[Document passage]

The Full Court held that in January 2012 when Pfizer engaged in the Relevant Conduct, Pfizer enjoyed substantial market power. It made this finding on the following grounds:

  • Pfizer was still a monopoly at this time offering Lipitor for very high prices and without competitive constraint;
  • Pfizer introduced generic atorvastatin which rivals could not do until May 2012 giving Pfizer a significant competitive advantage over those rivals; and
  • Pfizer made bundled offers for Lipitor and its generic atorvastatin giving it a strong foothold in the generic segment of the market post expiry of its patent (something it could only do given its dominant position).

The Full Court concluded that while Pfizer had substantial market power at the time of engaging in the Relevant Conduct it was not necessary for it to determine whether that degree of market power was substantial up to May 2012.

Why anti-competitive language does not constitute anti-competitive purpose

The Full Court accepted that Pfizer had used “colourful” language in its internal documents to justify the Relevant Conduct. In particular, Pfizer’s internal documents considered that the Relevant Conduct would stack the shelves of pharmacies with its own product thus “blocking” rivals.

Although words such as “blocking” appear to suggest an anti-competitive purpose, the Full Court held that such words must be read in their context and could be explained such that there should be no attribution of an anti-competitive purpose to the relevant conduct.

[Your objective] According to the passage on the Pfizer ruling, until what month and year were rivals unable to introduce generic atorvastatin?

[Dataset content]
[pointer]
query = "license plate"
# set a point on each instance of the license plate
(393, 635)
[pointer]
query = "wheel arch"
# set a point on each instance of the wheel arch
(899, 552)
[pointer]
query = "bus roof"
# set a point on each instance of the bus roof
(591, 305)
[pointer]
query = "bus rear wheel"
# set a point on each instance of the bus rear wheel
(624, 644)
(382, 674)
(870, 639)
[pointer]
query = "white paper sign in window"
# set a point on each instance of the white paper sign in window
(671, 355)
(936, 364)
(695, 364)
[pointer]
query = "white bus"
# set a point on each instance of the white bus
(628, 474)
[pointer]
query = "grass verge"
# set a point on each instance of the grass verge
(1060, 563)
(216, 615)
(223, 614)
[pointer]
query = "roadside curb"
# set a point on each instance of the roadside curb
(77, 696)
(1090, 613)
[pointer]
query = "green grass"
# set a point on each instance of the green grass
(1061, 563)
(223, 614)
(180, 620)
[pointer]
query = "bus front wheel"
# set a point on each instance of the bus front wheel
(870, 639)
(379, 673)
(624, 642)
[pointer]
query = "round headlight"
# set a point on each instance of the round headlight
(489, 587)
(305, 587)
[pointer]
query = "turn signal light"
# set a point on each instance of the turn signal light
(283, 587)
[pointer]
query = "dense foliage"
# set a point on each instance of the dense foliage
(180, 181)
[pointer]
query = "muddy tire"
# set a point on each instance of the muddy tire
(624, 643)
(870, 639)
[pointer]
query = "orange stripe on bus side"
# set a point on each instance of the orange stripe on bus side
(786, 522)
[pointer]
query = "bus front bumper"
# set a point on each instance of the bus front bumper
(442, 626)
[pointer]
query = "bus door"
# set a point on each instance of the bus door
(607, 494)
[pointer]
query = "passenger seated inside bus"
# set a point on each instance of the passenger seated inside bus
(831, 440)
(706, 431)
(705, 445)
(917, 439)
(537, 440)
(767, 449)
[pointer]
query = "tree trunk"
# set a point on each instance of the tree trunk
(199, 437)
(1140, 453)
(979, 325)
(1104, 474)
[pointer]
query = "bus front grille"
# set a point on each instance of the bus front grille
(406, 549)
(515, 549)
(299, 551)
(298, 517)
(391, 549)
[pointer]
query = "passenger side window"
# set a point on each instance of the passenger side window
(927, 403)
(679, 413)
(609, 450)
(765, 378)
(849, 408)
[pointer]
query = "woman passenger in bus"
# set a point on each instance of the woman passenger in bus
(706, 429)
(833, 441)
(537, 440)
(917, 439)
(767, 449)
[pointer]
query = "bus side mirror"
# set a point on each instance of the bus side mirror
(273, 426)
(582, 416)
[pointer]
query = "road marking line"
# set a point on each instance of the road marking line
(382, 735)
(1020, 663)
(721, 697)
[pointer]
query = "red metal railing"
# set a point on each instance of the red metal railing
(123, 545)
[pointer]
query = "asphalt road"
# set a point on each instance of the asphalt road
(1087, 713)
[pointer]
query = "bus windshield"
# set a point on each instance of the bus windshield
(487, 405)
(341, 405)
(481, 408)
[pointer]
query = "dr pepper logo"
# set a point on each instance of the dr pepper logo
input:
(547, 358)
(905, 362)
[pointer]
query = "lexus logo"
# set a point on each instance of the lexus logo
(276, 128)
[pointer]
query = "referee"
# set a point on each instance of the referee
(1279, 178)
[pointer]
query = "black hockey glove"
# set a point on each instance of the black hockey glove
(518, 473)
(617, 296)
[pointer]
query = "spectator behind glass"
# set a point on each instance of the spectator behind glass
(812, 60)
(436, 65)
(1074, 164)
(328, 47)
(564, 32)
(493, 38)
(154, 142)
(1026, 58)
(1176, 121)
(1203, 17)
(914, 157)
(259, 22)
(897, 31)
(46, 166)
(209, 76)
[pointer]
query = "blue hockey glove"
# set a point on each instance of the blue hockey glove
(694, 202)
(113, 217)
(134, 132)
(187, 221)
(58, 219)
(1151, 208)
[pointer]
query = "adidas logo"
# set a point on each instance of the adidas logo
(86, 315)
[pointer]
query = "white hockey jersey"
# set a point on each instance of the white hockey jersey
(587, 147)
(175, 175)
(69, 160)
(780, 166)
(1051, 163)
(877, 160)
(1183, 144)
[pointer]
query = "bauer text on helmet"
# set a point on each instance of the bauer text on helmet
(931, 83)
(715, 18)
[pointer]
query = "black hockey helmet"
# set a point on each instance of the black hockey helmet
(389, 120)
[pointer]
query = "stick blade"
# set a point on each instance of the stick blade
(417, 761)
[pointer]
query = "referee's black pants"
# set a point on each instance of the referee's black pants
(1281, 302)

[Answer to this problem] May 2012